■ **EXERCISE**
Keep only the lines of the listing that include the word "wooden", and copy them.

■ **RECORDS SHOWN**
_____
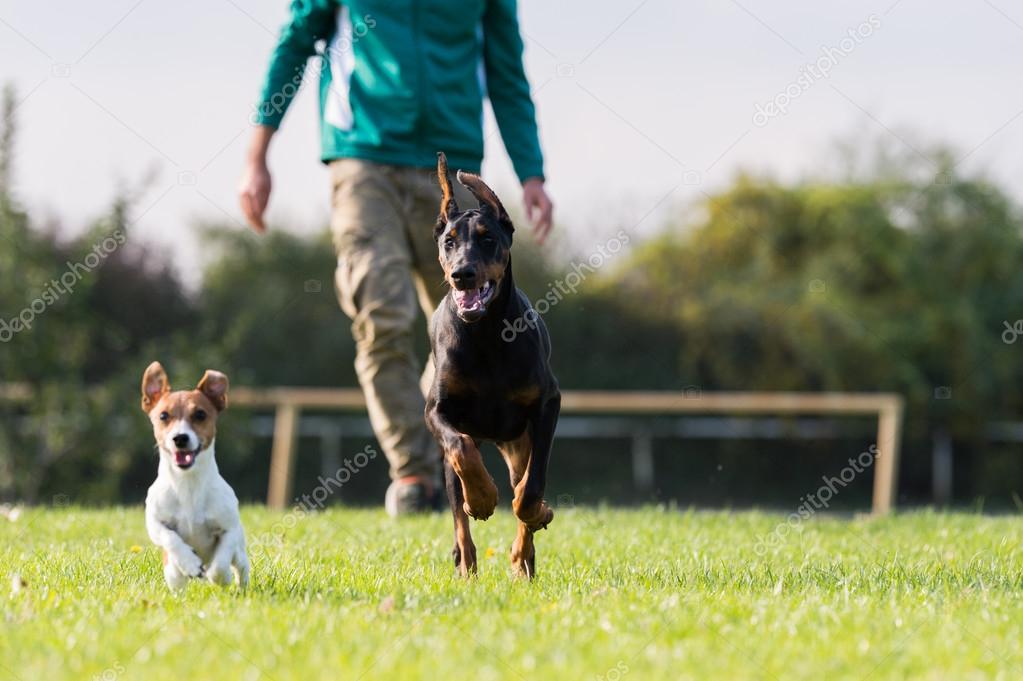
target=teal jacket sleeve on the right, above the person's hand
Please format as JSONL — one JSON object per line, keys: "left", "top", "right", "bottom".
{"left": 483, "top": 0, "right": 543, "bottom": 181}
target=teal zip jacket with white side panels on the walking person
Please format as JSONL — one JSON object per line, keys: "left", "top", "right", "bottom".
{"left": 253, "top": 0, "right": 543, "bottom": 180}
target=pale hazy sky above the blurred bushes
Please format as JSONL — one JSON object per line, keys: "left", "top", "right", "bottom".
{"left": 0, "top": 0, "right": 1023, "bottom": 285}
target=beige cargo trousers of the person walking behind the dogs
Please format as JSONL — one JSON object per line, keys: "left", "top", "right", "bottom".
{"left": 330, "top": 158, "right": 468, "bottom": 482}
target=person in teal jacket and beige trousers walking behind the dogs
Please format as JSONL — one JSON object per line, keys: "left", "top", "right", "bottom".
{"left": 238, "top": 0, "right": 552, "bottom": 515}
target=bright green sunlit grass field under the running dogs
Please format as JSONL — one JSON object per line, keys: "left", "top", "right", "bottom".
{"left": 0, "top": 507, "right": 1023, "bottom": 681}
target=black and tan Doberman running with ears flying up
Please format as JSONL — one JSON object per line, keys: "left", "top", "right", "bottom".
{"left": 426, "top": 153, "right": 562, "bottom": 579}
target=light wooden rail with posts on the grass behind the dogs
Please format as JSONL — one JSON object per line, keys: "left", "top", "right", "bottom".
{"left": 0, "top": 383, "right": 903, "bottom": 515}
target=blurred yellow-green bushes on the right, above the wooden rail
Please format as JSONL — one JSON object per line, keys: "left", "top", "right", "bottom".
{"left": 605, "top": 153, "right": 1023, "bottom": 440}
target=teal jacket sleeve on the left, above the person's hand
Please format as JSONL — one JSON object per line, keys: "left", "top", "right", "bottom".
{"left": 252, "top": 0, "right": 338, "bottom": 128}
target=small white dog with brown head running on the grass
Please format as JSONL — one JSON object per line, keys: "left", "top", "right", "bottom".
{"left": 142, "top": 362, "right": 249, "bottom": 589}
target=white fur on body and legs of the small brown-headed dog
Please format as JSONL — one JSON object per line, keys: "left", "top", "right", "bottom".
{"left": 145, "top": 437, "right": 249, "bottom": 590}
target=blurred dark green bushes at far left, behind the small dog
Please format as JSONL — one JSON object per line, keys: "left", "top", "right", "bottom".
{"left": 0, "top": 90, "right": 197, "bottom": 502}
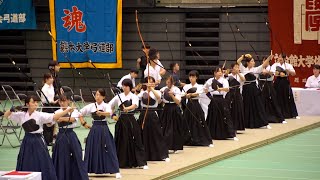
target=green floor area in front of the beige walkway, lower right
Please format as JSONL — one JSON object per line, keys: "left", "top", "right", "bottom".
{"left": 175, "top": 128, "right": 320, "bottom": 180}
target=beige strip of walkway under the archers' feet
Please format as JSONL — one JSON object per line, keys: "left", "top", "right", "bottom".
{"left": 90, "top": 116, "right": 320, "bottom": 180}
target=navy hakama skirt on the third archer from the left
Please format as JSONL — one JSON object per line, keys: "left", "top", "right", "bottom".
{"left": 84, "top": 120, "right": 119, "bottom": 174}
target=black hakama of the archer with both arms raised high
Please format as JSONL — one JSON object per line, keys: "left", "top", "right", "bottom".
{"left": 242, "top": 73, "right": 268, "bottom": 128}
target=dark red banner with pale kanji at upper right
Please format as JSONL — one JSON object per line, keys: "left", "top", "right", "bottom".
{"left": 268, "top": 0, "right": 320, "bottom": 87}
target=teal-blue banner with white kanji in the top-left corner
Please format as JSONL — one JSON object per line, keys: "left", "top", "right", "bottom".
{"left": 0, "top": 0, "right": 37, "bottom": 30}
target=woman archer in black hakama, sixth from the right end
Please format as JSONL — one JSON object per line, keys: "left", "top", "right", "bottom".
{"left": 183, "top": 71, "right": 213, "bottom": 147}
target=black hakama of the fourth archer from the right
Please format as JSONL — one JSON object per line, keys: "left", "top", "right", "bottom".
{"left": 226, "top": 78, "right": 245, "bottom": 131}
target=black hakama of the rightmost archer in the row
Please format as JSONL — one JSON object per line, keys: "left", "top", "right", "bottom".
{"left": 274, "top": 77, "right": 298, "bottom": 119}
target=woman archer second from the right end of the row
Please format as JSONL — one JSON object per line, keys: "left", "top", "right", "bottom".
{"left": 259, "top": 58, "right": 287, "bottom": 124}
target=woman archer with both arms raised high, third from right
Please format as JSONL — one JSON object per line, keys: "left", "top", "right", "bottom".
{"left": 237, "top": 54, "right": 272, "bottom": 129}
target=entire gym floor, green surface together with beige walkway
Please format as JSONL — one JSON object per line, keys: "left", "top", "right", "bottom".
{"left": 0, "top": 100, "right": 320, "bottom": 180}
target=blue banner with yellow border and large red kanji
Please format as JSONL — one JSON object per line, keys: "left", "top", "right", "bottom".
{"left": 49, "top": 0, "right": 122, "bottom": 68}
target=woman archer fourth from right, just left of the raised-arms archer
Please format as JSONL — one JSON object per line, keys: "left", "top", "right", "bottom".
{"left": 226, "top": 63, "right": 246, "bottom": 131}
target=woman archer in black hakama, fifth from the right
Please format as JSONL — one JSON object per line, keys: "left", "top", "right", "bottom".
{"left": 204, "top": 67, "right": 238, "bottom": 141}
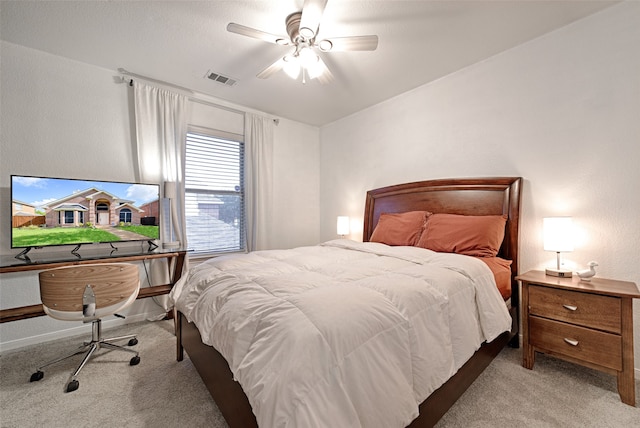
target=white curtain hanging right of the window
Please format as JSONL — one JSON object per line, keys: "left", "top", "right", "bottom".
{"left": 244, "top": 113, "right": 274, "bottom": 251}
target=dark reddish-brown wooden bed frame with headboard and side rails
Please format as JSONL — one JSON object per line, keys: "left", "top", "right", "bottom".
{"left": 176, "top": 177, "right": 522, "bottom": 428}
_____
■ **ANSWER TO THIS PROBLEM**
target=light wooden rail with posts on the grass behind the dogs
target=blurred yellow-green bushes on the right, above the wooden rail
target=dark reddish-brown wooden bed frame with headboard and side rails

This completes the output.